▶ Problem set
• 1. List the organizations whose officials will give presentations, according to the article about the hydrogen peroxide conference.
• 2. In the article about the hydrogen peroxide conference, about how many researchers are expected to attend?
• 3. Continue the article about the hydrogen peroxide conference from the point where it stops.

October 29, 1999
Hydrogen peroxide could unlock future power sourcesSources: Stephen Heister, (765) 494-5126,
John Rusek, (765) 494-4782,
WEST LAFAYETTE, Ind. Scientists and engineers from around the world will meet in November at Purdue University to discuss hydrogen peroxide's role in developing a new class of environmentally friendly rocket propellants and highly efficient fuel cells for generating electricity.
"These are nontoxic, renewable energy sources," said Stephen Heister, Purdue professor of aeronautics and astronautics who helped organize the Second International Hydrogen Peroxide Propulsion Conference, sponsored by the School of Aeronautics and Astronautics, Nov. 7-10.
"Anybody interested in peroxide for power applications will be here," said another conference organizer, John Rusek, an assistant professor of aeronautics and astronautics who specializes in propulsion and power research.
Rusek is trying to develop a high-efficiency fuel cell that generates electricity from hydrogen peroxide and aluminum. Such a device could one day replace conventional batteries and would have many applications, including use by military field personnel who lug around heavy portable electronic equipment. He will discuss that work during the conference, which is expected to draw an international attendance of about 150 researchers, with 29 of them delivering scientific papers. Presentations will be made by officials from the U.S. Navy and Air Force, Joint Services, and the National Aeronautics and Space Administration, as well as researchers from private industry.

▶ Material shown
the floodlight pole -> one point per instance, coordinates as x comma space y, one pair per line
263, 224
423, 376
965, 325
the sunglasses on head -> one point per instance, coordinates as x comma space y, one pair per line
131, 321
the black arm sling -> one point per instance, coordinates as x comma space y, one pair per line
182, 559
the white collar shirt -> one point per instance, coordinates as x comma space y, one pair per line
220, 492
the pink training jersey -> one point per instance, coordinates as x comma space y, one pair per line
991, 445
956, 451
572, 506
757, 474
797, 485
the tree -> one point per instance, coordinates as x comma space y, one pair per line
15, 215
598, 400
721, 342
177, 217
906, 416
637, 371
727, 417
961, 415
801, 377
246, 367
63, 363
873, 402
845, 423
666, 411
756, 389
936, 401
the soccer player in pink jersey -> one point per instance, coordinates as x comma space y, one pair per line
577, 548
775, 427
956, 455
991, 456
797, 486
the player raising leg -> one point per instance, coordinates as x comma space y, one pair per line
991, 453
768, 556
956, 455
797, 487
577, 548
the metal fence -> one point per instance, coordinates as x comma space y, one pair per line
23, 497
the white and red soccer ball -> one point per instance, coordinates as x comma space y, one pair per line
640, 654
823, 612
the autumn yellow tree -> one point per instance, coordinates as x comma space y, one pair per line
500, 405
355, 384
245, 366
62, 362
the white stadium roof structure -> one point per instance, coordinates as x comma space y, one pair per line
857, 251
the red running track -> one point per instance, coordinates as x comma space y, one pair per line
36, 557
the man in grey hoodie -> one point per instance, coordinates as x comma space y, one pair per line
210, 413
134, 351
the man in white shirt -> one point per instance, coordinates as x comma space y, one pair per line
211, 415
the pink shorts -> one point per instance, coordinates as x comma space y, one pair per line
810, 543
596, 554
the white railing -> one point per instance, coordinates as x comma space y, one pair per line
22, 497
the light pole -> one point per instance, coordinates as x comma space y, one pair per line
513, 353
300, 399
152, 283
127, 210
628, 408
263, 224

▶ Answers for the exercise
• 1.
U.S. Navy
Air Force
Joint Services
National Aeronautics and Space Administration

• 2. About 150.

• 3.
Hydrogen peroxide differs from water only in that it contains two oxygen atoms. It might be used to replace conventional oxidizers, such as liquid oxygen, nitrogen tetroxide and ammonium perchlorate, which are needed to burn rocket fuels.
"Nitrogen tetroxide is one of the oxidizers that we are essentially trying to replace," Heister said. "That's a poisonous gas. If we had some in the room right now, we'd be dying or dead."
Unlike the drugstore version of hydrogen peroxide, which is about 97 percent water, the rocket-propulsion variety has just the opposite concentration 3 percent water and 97 percent hydrogen peroxide and it has had critical contaminants removed, Heister said.
This purified, concentrated form of H2O2 is broken down with chemical catalysts, yielding oxygen that combusts with alcohol-based fuels, such as methanol or ethanol, which can be derived from corn. Such a propulsion system would provide an inexpensive alternative to today's nonrenewable hydrocarbon fuels that are processed from crude oil, Heister said.
Breaking down peroxide not only would provide oxygen for combustion but also would produce steam, an important byproduct that could be used to run a turbine to generate electricity, Heister said.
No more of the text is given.